## Quoted passage
- - - - - - -
A slight correction of your transformation:

<xsl:stylesheet version="1.0"
    xmlns:xsl="http://www.w3.org/1999/XSL/Transform"&gt;
    <xsl:output omit-xml-declaration="yes" indent="yes" />
    <xsl:strip-space elements="*"/>

 <xsl:template match="node()|@*" name="identity">
     <xsl:copy>
       <xsl:apply-templates select="node()|@*"/>
     </xsl:copy>
 </xsl:template>

 <xsl:template match="*[@html='true']">
  <div>
    <xsl:apply-templates/>
  </div>
 </xsl:template>

 <xsl:template match="*[@html='true']/*">
  <p><xsl:call-template name="identity"/></p>
 </xsl:template>

 <xsl:template match="*[@html='true']/text()">
  <xsl:call-template name="nl2p"/>
 </xsl:template>

 <xsl:template name="nl2p">
    <xsl:param name="input" select="."/>

    <xsl:variable name="output">
        <xsl:call-template name="newline-to-paragraph">
            <xsl:with-param name="input">
                <xsl:copy-of select="$input" />
            </xsl:with-param>
        </xsl:call-template>
    </xsl:variable>

    <xsl:copy-of select="$output" />
 </xsl:template>

 <!-- convert newline characters to <p></p> -->
 <xsl:template name="newline-to-paragraph">
    <xsl:param name="input" />

    <xsl:variable name="output">
      <xsl:variable name="vlineText"
       select="normalize-space(substring-before($input, '&#10;'))"/>
      <xsl:variable name="vtextAfter"
       select="normalize-space(substring-after($input, '&#10;'))"/>
        <xsl:choose>
            <xsl:when test="contains($input, '&#10;')">
                <xsl:if test="$vlineText">
                  <p><xsl:copy-of select="$vlineText"/></p>
                </xsl:if>
                <xsl:call-template name="newline-to-paragraph">
                 <xsl:with-param name="input" select="$vtextAfter"/>
                </xsl:call-template>
            </xsl:when>
            <xsl:otherwise>
              <xsl:if test="normalize-space($input)">
                <p><xsl:copy-of select="$input" /></p>
              </xsl:if>
            </xsl:otherwise>
        </xsl:choose>
    </xsl:variable>

    <xsl:copy-of select="$output" />
 </xsl:template>

 <xsl:template match="/*">
  <xsl:apply-templates/>
 </xsl:template>
</xsl:stylesheet>

when applied on the provided XML document:

<root>
    <mixed html="true">
        line 1

        <a href="http://google.com"&gt;line 2</a>

        <em>line 3</em>
    </mixed>
</root>

produces the wanted result:

<div>
   <p>line 1</p>
   <p>
      <a href="http://google.com"&gt;line 2</a>
   </p>
   <p>
      <em>line 3</em>
   </p>
</div>
Dimitre Novatchev
Thanks for this -- much appreciated. I'm going to go over it this weekend and weigh it against Alejandro's solution. It's great to see the different angles of attack; I've learned a lot
Casey
Although your solution produces the result I initially requested, unfortunately my test case was not sufficient. With Alejandro's more complex example I've realized that his solution is better for my application. Thanks for your time though, seeing your solution helped greatly
Casey
- - - - - - -
## Exercise aim
In the XSLT forum thread, whose solution does Casey judge better after seeing a more complex example?
- - - - - - -
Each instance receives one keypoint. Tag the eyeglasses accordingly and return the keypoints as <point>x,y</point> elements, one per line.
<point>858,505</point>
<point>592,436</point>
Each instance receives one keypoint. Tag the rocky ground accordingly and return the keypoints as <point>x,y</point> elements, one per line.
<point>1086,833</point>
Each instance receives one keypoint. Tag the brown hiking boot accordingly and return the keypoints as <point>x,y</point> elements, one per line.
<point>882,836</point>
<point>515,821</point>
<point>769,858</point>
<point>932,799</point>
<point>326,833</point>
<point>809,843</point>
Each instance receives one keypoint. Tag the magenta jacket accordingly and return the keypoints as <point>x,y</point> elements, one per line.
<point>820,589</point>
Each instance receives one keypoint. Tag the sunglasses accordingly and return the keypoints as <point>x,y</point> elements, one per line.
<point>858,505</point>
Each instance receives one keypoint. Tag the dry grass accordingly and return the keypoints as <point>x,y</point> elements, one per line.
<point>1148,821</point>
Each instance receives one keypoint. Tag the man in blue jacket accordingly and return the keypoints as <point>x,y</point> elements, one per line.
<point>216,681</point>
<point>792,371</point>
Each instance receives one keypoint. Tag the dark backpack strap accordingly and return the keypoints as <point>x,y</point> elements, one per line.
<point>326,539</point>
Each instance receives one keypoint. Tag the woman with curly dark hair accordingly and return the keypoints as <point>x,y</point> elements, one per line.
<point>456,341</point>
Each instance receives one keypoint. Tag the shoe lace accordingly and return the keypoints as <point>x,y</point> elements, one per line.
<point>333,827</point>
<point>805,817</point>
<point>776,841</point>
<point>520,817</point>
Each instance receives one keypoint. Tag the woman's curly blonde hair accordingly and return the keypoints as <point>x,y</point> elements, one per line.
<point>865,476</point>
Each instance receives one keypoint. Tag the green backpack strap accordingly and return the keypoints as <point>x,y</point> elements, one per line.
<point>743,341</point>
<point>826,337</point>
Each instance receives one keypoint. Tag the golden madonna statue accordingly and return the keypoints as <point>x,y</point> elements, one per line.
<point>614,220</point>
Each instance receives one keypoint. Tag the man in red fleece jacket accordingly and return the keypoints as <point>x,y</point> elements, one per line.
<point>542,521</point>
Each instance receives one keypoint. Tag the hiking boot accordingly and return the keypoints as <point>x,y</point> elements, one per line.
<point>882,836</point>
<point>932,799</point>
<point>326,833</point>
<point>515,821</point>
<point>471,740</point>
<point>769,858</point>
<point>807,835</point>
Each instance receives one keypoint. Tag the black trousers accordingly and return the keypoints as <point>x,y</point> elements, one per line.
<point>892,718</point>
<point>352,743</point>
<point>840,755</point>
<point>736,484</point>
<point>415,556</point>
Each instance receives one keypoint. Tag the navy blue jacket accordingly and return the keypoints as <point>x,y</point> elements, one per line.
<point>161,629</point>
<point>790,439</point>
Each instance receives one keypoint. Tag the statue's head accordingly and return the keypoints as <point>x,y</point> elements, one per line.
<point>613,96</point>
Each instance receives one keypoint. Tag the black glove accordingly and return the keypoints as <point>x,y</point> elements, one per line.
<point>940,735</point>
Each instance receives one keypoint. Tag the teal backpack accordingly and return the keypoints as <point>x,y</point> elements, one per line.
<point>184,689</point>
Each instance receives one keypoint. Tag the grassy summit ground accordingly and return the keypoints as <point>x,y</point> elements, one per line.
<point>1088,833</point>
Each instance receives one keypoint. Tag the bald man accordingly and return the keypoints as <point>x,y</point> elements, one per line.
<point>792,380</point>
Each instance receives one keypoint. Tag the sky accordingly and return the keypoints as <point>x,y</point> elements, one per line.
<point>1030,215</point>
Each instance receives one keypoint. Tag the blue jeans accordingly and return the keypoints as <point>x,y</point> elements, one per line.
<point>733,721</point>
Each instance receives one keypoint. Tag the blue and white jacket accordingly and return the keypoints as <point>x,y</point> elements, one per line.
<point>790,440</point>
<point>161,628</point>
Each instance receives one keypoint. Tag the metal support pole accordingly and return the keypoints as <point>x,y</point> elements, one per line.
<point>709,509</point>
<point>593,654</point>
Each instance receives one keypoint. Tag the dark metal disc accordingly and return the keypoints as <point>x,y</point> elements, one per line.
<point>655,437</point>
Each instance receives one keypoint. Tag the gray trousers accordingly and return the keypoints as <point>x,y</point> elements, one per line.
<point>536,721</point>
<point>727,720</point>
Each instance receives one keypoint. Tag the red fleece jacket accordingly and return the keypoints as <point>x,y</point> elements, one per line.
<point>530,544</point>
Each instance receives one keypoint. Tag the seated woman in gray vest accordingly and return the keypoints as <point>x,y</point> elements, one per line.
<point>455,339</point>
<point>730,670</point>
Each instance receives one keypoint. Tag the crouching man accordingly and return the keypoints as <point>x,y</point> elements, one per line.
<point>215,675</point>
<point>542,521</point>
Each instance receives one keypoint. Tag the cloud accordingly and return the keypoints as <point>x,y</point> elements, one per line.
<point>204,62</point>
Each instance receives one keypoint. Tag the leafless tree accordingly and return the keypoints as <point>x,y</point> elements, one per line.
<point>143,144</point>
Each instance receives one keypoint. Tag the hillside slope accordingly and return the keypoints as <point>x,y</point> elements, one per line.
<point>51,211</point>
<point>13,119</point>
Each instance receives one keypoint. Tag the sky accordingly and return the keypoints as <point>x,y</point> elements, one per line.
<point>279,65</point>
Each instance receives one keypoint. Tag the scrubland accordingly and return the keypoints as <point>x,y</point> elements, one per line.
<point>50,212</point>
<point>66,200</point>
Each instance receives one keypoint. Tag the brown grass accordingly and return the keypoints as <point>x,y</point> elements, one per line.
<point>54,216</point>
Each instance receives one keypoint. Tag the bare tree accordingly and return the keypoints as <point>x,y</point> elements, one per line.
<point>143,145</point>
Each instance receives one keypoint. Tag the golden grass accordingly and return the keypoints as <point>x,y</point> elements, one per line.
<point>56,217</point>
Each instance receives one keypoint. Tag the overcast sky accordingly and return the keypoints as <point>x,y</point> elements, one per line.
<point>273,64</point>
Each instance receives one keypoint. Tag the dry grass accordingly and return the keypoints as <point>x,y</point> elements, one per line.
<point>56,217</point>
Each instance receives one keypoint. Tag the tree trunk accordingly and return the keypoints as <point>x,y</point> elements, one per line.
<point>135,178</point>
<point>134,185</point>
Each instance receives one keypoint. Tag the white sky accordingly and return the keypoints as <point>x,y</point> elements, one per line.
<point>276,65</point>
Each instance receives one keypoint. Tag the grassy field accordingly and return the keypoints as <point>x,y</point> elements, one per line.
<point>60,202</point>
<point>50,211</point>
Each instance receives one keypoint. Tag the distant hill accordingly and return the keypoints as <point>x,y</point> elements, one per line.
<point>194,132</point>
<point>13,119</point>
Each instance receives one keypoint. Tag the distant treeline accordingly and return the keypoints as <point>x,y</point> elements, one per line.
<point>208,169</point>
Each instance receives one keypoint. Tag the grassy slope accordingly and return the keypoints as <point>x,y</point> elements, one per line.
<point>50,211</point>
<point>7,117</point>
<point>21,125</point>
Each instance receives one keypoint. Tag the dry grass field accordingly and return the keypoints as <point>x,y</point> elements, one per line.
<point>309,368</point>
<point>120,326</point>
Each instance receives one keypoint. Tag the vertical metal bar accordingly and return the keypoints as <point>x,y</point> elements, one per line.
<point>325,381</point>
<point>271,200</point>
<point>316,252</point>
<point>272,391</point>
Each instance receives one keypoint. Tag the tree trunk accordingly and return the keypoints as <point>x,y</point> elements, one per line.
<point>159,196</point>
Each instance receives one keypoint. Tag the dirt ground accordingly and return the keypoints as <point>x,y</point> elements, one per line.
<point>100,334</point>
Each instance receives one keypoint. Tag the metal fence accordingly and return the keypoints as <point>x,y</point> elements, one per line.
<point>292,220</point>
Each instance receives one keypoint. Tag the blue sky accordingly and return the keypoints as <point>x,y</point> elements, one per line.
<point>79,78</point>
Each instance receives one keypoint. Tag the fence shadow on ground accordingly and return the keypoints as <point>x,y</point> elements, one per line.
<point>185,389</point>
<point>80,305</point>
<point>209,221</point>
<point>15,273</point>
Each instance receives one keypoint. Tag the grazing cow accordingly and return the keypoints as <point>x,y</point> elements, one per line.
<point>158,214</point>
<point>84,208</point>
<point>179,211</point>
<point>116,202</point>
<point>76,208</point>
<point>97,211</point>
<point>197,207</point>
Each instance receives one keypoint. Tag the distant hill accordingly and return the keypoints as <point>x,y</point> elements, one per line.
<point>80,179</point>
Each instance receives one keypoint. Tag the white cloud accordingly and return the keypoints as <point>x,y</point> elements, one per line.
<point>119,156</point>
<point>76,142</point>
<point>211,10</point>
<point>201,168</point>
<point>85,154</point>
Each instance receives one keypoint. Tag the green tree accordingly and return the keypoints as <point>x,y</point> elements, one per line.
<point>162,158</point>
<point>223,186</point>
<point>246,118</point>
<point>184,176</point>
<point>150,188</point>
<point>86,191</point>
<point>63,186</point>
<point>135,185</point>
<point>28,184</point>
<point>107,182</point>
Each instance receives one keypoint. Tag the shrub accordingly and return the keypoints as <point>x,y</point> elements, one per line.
- - - - - - -
## Response
Alejandro's solution.